- _Goal of the exercise_
Each line below must be reproduced exactly, though the pictures are to be dropped.

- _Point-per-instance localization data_
________

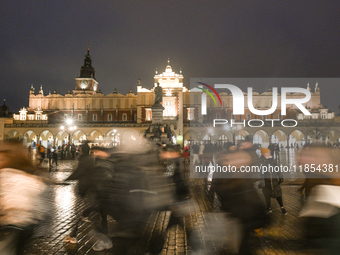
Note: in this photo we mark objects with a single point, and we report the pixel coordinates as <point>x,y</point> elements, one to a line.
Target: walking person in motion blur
<point>272,182</point>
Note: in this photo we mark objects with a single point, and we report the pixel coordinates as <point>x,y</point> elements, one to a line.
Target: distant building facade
<point>119,118</point>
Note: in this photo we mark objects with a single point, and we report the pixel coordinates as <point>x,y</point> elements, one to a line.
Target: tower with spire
<point>86,81</point>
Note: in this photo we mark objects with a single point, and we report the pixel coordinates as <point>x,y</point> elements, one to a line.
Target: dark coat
<point>238,197</point>
<point>83,174</point>
<point>272,181</point>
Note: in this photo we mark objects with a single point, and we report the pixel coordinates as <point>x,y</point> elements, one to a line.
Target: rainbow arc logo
<point>209,93</point>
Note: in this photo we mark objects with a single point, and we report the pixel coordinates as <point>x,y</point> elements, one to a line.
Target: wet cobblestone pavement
<point>282,236</point>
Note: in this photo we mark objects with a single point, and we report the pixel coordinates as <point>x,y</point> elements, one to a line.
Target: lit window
<point>148,115</point>
<point>22,116</point>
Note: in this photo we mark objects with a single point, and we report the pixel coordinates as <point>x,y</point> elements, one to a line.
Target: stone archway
<point>96,135</point>
<point>46,138</point>
<point>30,138</point>
<point>13,134</point>
<point>129,136</point>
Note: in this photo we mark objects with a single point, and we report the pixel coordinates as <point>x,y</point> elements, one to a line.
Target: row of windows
<point>218,115</point>
<point>109,117</point>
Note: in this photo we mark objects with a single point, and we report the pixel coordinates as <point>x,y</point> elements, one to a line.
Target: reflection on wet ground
<point>283,236</point>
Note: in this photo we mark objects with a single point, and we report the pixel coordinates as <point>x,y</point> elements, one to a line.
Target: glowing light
<point>69,121</point>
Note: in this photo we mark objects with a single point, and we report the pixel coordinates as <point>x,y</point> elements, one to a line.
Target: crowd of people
<point>129,183</point>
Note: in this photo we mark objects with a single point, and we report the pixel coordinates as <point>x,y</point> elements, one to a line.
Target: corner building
<point>119,118</point>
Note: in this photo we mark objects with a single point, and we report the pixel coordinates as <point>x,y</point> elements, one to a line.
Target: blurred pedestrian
<point>22,198</point>
<point>272,181</point>
<point>238,196</point>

________

- _Finished exercise_
Note: in this photo we mark objects with a single point, and we report the pixel coordinates as <point>x,y</point> elements, one to a line.
Target: walking person in motion blur
<point>272,182</point>
Note: in this photo we mark objects with a single point, and we report the pixel coordinates as <point>x,y</point> elements, one to a line.
Target: distant building facade
<point>119,118</point>
Note: in this photo we mark objects with a single point, and we report the pixel coordinates as <point>x,y</point> elements, one to a line.
Target: tower with spire
<point>86,81</point>
Note: in this photo we mark objects with a single point, and we report the pixel coordinates as <point>x,y</point> elements, one to a line.
Target: dark coat
<point>238,197</point>
<point>83,174</point>
<point>272,181</point>
Note: in this photo we mark objects with a single point, and we report the pixel coordinates as <point>x,y</point> elements, one to a line.
Target: rainbow arc logo
<point>209,93</point>
Note: in this photo we mark objects with a single point, and we report the pixel coordinates as <point>x,y</point> elements, one to a line.
Target: wet cobblestone pavement
<point>282,236</point>
Note: in this photo we mark objects with a single point, and we report the pixel coordinates as <point>x,y</point> elements, one to a line.
Target: lit window
<point>148,115</point>
<point>22,116</point>
Note: in this photo we mark objects with a single point, and we report the pixel coordinates as <point>x,y</point> elements, one to a line.
Target: stone archway
<point>96,135</point>
<point>46,138</point>
<point>30,138</point>
<point>13,134</point>
<point>129,136</point>
Note: in this photo we mark objects with a single point, and we report the pixel coordinates as <point>x,y</point> elements, one to a line.
Target: row of windows
<point>218,115</point>
<point>109,117</point>
Note: in this photo we mark objects with a single point, and we report the pixel coordinates as <point>x,y</point> elements, one to a line.
Target: reflection on wet ground
<point>283,236</point>
Note: in this photo we mark objects with a single point, and we report the pixel coordinates as <point>x,y</point> elements, one to a line.
Target: glowing light
<point>69,121</point>
Note: in this photo we mark objects with a single point, and we report the pixel coordinates as <point>x,y</point> elements, one to a line.
Target: crowd of people
<point>129,183</point>
Note: in this photo we mark objects with a single point, and we report the pixel coordinates as <point>x,y</point> elements, one to a line.
Target: corner building
<point>119,118</point>
Note: in this photo we mark objects with a single point, and we report the pixel coordinates as <point>x,y</point> elements, one to a line.
Target: blurred pedestrian
<point>22,198</point>
<point>272,181</point>
<point>238,196</point>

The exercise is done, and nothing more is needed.